• 読解用抜粋
┏━━
だがチョムスキー博士は中国が主張する「1月7日にシークエンスやゲノムを提供していた*1という説をあえて受け入れている。
*1=トランプ政権が新型コロナウイルスの発生源の可能性があるとして調査している中国の武漢ウイルス研究所の王延軼所長は国営中央テレビとのインタビューで、原因不明肺炎のサンプルを受けとったのは昨年12月30日と述べている。また同研究所のコウモリ由来ウイルス研究の担当者、石正華麗研究員は「1月7日に検出した新型コロナウイルスに関する情報を世界に提供した」と述べている。
JPモーガン・チェース銀行極秘メモ
「このままいけば人類の存亡危うし」
チョムスキー博士は、米国に新型コロナウイルスが「上陸」した後、他国には見られないほどの速さで感染拡大していった理由についてこう述べている。
「現在、ニューヨークや他の都市では医師や看護師たちは患者を救うために自分の命の危険を顧みずに苦悶の決断をしている」
「端的に言って、医療機器が不足している。治療に不可欠なベンチレーターが圧倒的に不足しているのだ。このまま続けば大惨事を招きかねない」
「問題はそうした医療機器や医療関係者の人不足だけではない。もっと重大なことはワシントンの連邦政府であるトランプ政権が機能障害に陥っていることだ」
「こうしたパンデミックが起こりうることはトランプ政権の3年半いや、それ以前から予測されてきたことだ」
「ところがトランプ氏は大統領に就任するや、パンデミックに備える態勢を弱体化させてしまった。新型コロナウイルスが発生した後ですら感染拡大阻止に必要な経費を削減している」
┗━━
• 実施課題
(1) チョムスキー博士の記事について、次の問いに答えよ。
(a) 武漢ウイルス研究所の王延軼所長は、原因不明肺炎のサンプルを受けとった日をいつと述べているか。
(b) 治療に不可欠でありながら圧倒的に不足しているとされる医療機器は何か。
(c) トランプ氏が大統領に就任するや弱体化させたとされるものは何か。
(2) チョムスキー博士の記事の続きを、最後の文の直後から書き継げ。
このデータはチョムスキー博士の記事とは別個の資料である。

• 提供データ
┏━━
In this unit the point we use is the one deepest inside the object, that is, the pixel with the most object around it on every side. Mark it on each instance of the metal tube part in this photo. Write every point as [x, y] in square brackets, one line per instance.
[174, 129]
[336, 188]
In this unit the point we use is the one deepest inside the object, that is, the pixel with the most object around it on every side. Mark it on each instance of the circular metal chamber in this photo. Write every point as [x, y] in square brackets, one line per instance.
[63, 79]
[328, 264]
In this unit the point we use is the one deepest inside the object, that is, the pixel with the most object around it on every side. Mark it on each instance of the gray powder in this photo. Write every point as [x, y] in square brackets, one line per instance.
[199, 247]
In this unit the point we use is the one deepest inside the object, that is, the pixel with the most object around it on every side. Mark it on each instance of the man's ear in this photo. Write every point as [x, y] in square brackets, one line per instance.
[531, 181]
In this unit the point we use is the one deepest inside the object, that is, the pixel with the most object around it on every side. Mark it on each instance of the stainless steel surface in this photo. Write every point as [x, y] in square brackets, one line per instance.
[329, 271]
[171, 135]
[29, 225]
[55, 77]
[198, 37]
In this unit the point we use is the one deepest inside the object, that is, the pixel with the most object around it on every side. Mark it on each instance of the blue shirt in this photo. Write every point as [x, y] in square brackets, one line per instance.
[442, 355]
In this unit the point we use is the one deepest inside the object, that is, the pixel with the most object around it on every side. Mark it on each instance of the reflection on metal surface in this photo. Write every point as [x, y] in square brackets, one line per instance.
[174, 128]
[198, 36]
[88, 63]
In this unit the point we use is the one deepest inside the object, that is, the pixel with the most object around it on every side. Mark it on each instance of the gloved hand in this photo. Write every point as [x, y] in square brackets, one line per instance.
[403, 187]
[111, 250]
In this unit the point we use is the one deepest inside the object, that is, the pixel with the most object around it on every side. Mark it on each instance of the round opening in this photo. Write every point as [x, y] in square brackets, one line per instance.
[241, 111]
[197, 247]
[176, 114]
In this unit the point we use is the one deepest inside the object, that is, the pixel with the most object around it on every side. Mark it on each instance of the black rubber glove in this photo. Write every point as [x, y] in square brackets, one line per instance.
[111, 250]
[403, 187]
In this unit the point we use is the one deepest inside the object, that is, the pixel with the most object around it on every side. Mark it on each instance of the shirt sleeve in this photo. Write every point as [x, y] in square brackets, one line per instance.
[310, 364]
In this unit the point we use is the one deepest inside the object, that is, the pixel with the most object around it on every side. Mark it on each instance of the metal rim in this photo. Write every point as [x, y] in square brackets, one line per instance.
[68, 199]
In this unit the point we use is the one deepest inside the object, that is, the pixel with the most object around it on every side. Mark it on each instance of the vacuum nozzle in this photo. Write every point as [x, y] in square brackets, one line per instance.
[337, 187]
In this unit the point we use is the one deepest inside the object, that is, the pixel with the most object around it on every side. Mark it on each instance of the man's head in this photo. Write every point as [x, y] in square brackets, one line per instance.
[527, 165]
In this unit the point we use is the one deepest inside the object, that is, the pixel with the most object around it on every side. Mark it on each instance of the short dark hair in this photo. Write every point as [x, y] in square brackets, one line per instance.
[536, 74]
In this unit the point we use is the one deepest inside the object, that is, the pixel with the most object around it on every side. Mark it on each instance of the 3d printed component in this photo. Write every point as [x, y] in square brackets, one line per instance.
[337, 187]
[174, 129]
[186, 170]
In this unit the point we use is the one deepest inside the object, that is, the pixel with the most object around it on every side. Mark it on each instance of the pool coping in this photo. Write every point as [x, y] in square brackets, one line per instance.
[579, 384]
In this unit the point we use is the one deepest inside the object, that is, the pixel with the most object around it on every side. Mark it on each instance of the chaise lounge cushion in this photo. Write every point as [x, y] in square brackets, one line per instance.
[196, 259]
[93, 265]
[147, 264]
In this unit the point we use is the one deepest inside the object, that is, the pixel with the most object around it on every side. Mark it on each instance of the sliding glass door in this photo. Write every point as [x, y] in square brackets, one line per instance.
┗━━
• 課題の解答
(1)
(a) 昨年12月30日
(b) ベンチレーター
(c) パンデミックに備える態勢

(2)
「すでに事態が深刻化していた2月10日に発表した来年度予算では疾病管理予防センター(CDC)や関連機関の予算を削っているのだ。削った分を石油、石炭など化石燃料産業への助成金に回している」
「この国はまさに『社会病質者で誇大妄想狂』(Sociopathic megalomaniac)によって政治が行われているのだ」
「トランプという男が大統領でいる間、米国は混沌に向かって突っ走っていっている。このことはパンデミックよりも恐ろしいことだ」
「米国最大の金融機関、JPモーガン・チェース銀行は最近まとめた部外秘メモの中でこう記している。『もし現状のコースを突き進めば<人類の存亡>(The Survival of humanity)は危険な状態になるだろう』」
「トランプ政権内部で目を見開いている人なら誰でもこの事実を認識しているはずだ」
「醜悪な共和党はもはや政党ではない」
新型コロナウイルス禍の中で11月の大統領選に向かう政治状況についてチョムスキー博士はこう述べている。
「今や醜悪な(Monstrous)存在としか言いようのない共和党はもはや政治政党ではない」
「共和党は今やご主人様(トランプ大統領)の発する一言一句をオウムのように繰り返しているだけだ。まさに『ゼロ・インテグリティ』(Zero integrity=誠実さゼロ)だ」
「万一、トランプ氏が再選されるようなことになれば、それは米国にとっては言葉では表現することが不可能なほどの大惨事になるだろう」
「過去3年余の、米国と世界にもたらした計り知れない破壊が続くことを意味するし、おそらくますます、トランプ政権の悪政は加速するだろう」
「ジョー・バイデン前副大統領が大統領選で選ばれたとしよう。バイデン政権は本質的にはバラク・オバマ前政権の継続政権になるだろう。特に素晴らしい政権とは言えない」
「だが少なくとも全体的に見て破壊的にはならないだろう。変化を実現してきた組織された公共(人々)にとっては、政権にプレッシャーをかけられるチャンスとなるだろう」
「バーニー・サンダース上院議員のキャンペーンは失敗に終わったという者がいるが、私はそうは思わない。驚くほどの成果を収めた」
「ついこの間までは、米主流では取り上げられもしなかった全国民を対象とするメディケアとか、大学無償化といったアジェンダがサンダース氏のお陰で表舞台で政策として位置づけられたのだ」
チョムスキー博士は、ユダヤ系米国人でありながら、ユダヤ人国家としてのイスラエル建国に反対し、イスラエルとパレスチナとの共存を求めてきた。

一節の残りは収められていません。